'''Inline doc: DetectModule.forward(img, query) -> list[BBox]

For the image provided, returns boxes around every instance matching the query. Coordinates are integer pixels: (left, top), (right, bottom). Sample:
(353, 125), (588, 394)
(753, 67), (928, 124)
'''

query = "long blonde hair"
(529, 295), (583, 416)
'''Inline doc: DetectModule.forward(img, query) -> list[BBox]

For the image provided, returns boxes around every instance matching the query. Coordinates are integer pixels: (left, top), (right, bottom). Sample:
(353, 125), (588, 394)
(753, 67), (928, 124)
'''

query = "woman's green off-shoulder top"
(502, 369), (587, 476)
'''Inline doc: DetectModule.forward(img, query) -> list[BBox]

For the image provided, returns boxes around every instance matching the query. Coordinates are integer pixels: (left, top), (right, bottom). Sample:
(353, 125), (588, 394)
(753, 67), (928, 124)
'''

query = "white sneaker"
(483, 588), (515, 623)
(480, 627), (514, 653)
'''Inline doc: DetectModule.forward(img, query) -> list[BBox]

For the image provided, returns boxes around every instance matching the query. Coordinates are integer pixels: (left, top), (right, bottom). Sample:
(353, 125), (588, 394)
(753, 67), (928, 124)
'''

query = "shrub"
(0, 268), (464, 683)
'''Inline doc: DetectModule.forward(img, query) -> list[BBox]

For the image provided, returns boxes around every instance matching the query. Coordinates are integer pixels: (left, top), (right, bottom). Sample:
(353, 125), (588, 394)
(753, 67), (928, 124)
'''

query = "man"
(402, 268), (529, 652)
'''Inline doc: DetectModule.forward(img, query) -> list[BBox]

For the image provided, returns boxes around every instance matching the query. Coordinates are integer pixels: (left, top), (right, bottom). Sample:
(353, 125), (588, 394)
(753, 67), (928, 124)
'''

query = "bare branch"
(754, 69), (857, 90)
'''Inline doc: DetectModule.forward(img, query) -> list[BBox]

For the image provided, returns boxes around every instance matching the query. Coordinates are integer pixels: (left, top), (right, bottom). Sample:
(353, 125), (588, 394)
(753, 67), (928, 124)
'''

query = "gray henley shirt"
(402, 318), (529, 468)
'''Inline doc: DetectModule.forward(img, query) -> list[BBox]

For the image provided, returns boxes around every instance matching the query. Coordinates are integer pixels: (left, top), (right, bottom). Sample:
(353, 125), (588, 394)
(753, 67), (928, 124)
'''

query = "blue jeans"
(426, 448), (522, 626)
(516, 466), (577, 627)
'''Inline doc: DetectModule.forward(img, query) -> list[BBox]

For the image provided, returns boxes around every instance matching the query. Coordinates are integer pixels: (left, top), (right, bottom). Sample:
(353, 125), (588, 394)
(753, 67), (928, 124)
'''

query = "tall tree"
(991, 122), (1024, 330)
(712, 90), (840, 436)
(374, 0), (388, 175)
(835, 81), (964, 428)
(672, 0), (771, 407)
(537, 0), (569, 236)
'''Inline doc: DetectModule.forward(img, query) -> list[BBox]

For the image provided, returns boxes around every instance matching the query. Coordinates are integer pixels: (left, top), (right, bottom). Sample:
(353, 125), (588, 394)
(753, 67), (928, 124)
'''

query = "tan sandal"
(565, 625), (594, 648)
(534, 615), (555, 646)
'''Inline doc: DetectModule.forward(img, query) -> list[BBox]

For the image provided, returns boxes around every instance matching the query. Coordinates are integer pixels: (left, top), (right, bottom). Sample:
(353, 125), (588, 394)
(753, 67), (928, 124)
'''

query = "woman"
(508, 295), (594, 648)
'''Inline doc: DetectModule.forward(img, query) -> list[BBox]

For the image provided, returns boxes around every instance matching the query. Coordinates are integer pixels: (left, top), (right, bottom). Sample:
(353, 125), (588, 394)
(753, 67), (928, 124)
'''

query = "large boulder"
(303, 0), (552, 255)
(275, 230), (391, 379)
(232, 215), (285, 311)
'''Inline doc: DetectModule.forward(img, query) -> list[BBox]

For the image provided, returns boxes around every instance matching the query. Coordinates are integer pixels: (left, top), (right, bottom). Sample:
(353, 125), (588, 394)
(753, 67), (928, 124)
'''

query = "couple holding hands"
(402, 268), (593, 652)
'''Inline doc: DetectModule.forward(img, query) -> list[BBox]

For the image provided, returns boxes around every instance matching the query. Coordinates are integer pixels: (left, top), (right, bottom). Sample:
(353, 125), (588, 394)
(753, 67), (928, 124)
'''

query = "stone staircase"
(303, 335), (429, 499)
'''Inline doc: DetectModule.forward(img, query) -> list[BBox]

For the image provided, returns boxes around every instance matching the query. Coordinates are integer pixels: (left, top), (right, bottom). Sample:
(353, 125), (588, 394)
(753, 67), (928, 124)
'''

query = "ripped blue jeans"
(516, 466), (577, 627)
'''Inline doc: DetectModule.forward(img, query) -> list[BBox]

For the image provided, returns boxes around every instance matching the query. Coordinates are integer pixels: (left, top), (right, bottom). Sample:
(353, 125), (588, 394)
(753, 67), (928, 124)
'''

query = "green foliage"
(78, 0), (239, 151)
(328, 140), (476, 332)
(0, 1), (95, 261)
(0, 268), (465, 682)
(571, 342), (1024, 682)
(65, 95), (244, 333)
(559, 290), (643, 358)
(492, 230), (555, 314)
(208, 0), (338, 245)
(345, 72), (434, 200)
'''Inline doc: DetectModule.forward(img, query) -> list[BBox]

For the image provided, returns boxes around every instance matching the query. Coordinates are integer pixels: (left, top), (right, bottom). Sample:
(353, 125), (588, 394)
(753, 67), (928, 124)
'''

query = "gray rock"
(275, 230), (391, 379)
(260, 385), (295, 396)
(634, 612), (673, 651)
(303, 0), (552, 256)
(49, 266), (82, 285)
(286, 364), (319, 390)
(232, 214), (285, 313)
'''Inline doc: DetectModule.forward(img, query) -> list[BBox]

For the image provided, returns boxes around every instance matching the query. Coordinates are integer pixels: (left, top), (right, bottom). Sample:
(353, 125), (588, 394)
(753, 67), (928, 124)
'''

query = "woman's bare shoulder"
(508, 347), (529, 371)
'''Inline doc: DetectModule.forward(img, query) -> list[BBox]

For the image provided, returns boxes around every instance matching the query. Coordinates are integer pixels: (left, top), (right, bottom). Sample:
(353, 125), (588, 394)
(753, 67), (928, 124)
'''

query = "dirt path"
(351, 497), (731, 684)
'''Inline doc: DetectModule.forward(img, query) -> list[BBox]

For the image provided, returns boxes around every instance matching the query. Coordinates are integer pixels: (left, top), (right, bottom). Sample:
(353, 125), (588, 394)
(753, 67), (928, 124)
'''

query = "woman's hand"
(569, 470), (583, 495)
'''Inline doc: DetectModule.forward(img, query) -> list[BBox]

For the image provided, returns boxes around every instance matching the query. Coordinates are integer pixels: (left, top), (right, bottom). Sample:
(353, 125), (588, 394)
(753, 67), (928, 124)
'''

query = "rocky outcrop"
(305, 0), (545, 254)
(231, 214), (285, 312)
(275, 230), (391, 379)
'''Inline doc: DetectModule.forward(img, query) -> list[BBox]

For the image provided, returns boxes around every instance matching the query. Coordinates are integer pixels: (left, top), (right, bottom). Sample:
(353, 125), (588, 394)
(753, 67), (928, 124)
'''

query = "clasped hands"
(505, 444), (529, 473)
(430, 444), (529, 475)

● **Goal**: Can you write out all the entries above again, substituting "Example" for every "Sample" and leaving everything else unchanged?

● **Exercise solution**:
'''Inline doc: DetectModule.forward(img, query) -> list[BBox]

For the image provided, returns boxes around every instance matching the query. Coordinates are integer pixels: (left, top), (right, bottom). Example:
(353, 125), (588, 394)
(753, 67), (928, 124)
'''

query = "long blonde hair"
(529, 295), (583, 416)
'''Inline doc: DetectModule.forward(img, query) -> list[BBox]

For the image provided, returns boxes around every instance matching the query. Coordinates are integer pixels: (left, top), (right, bottom). Example:
(353, 125), (588, 394)
(753, 67), (928, 124)
'''

query = "woman's green off-shoulder top"
(502, 369), (587, 476)
'''Inline doc: DetectModule.forward(img, query) -> list[BBox]

For the image provided, returns boxes around every instance matching the query. Coordinates are integer pixels: (left, top), (right, bottom). Example:
(353, 125), (588, 394)
(753, 67), (928, 124)
'''

query = "white sneaker"
(483, 588), (515, 623)
(480, 627), (514, 653)
'''Inline doc: DetectModule.forward(img, query) -> list[BBox]

For the image provided, returns boxes around every instance matching the query. Coordinates are integer pixels: (left, top), (right, bottom). Example:
(353, 125), (588, 394)
(753, 67), (928, 124)
'''

query = "shrub"
(0, 268), (464, 683)
'''Inline doc: DetectModule.forward(img, query) -> list[BBox]

For the image provided, returns boxes around every instance matching the query. Coordinates are integer pixels: (left, top), (right, bottom). Example:
(353, 125), (588, 394)
(753, 67), (928, 124)
'''

query = "man"
(402, 268), (529, 652)
'''Inline doc: DetectModule.forward(img, query) -> list[BBox]

For the image provided, returns boxes around every instance matching the query. Coordinates are integer pixels: (left, top), (right, bottom). Example:
(353, 125), (588, 394)
(753, 67), (928, 124)
'''

query = "bare branch"
(754, 69), (857, 90)
'''Inline doc: DetectModule.forward(img, query) -> list[BBox]

For the image provided, returns boxes around every instance matching the query. Coordinates are integer pixels: (left, top), (right, bottom). Example:
(353, 125), (588, 394)
(753, 67), (928, 124)
'''

query = "gray henley shirt"
(402, 318), (529, 468)
'''Inline doc: DetectModule.forward(img, query) -> list[BBox]

For the image provided, returns boxes around every instance matching the query. Coordinates are integer pixels: (left, top), (right, bottom). Example:
(353, 125), (588, 394)
(753, 67), (928, 124)
'''

query = "blue jeans"
(426, 448), (522, 626)
(516, 466), (577, 627)
'''Inline doc: DetectModule.forward(img, query) -> list[BBox]

For the image provided, returns boxes around every instance matching the query. Coordinates are integer pixels: (left, top), (right, bottom). Example:
(353, 125), (588, 394)
(753, 67), (928, 124)
'''

query = "tall tree"
(991, 122), (1024, 330)
(712, 90), (840, 436)
(374, 0), (388, 175)
(835, 81), (964, 428)
(672, 0), (771, 407)
(537, 0), (569, 236)
'''Inline doc: DetectModule.forward(img, query) -> list[BBox]

For the image provided, returns boxes around every instance matching the query. Coordinates are integer pixels: (left, top), (right, bottom). Example:
(353, 125), (588, 394)
(753, 67), (928, 124)
'''

query = "tan sandal"
(565, 625), (594, 648)
(534, 615), (555, 646)
'''Inline doc: DetectModule.forward(img, query) -> list[BBox]

For the image provided, returns boxes around every instance matching the query. Coordinates are integer pixels: (left, top), (right, bottom). Example:
(353, 125), (588, 394)
(753, 67), (928, 124)
'''

query = "woman"
(508, 295), (594, 648)
'''Inline doc: DetectModule.forward(img, query) -> list[BBox]

For the image provided, returns boxes around every instance matching the query. Coordinates are integer pixels: (left, top), (right, bottom). Example:
(353, 125), (588, 394)
(753, 67), (928, 124)
'''

query = "large boulder"
(303, 0), (552, 255)
(275, 230), (391, 379)
(232, 215), (285, 311)
'''Inline doc: DetectModule.forward(img, query) -> list[BBox]

For the image provided, returns boxes around every instance matching the query. Coordinates are integer pixels: (left, top), (right, bottom). Example:
(353, 125), (588, 394)
(753, 67), (928, 124)
'''

query = "couple holding hands"
(402, 268), (593, 652)
'''Inline doc: DetectModule.forward(img, query) -> list[BBox]

For the image provided, returns boxes around every instance matching the query. Coordinates are integer pixels: (left, top), (right, bottom). Example:
(353, 125), (588, 394)
(753, 67), (928, 124)
'''

query = "stone staircase"
(303, 335), (429, 499)
'''Inline doc: DetectModule.forward(img, query) -> list[BBox]

For the image provided, returns boxes around every instance matching the query. Coordinates are integer pixels: (left, top), (right, bottom). Example:
(353, 125), (588, 394)
(753, 67), (928, 124)
'''

query = "ripped blue jeans"
(516, 466), (577, 627)
'''Inline doc: DetectModule.forward(img, query) -> list[BBox]

For the image provided, returns boxes around every instance matching the query. Coordinates are integer pixels: (left, top), (right, bottom). Example:
(353, 125), (588, 394)
(753, 67), (928, 124)
'''

query = "green foliage"
(78, 0), (239, 151)
(328, 140), (476, 332)
(0, 1), (95, 261)
(0, 268), (465, 682)
(571, 342), (1024, 682)
(65, 95), (244, 333)
(559, 290), (643, 358)
(492, 230), (555, 314)
(208, 0), (338, 245)
(345, 72), (434, 200)
'''Inline doc: DetectModule.forward(img, query) -> list[BBox]

For the image provided, returns boxes around every instance matching the query. Coordinates are integer pixels: (left, top), (right, bottom). Example:
(353, 125), (588, 394)
(753, 67), (928, 124)
'''

query = "gray rock"
(275, 230), (391, 379)
(260, 385), (295, 396)
(634, 612), (673, 651)
(303, 0), (552, 256)
(49, 266), (82, 285)
(286, 364), (319, 390)
(232, 214), (285, 313)
'''Inline doc: DetectModule.forward(img, query) -> list[BBox]

For the image provided, returns boxes around every instance matching the query. Coordinates are integer pixels: (left, top), (right, bottom). Example:
(353, 125), (588, 394)
(753, 67), (928, 124)
'''

query = "woman's bare shoulder"
(508, 347), (529, 371)
'''Inline doc: DetectModule.forward(img, query) -> list[BBox]

For the image provided, returns boxes around every instance matching the query. Coordinates are integer pixels: (left, top), (right, bottom). Example:
(353, 125), (588, 394)
(753, 67), (928, 124)
'''

query = "dirt path"
(351, 497), (731, 684)
'''Inline doc: DetectModule.forward(img, query) -> list[BBox]

For the image provided, returns boxes around every instance matching the query. Coordinates are integer pixels: (left, top), (right, bottom). Example:
(353, 125), (588, 394)
(753, 67), (928, 124)
'''

query = "woman's hand"
(569, 470), (583, 495)
'''Inline doc: DetectModule.forward(img, query) -> list[BBox]

For the image provided, returns boxes around every instance matching the query. Coordinates are integer pixels: (left, top), (right, bottom). Example:
(353, 125), (588, 394)
(753, 67), (928, 124)
'''

query = "rocky outcrop"
(305, 0), (545, 254)
(231, 214), (285, 312)
(275, 230), (391, 379)
'''Inline doc: DetectModule.forward(img, query) -> list[BBox]

For the image provided, returns boxes around every instance matching the query. Coordinates are integer pixels: (left, top), (right, bottom). Example:
(353, 125), (588, 394)
(753, 67), (928, 124)
'''

query = "clasped hands"
(505, 444), (529, 473)
(430, 444), (529, 475)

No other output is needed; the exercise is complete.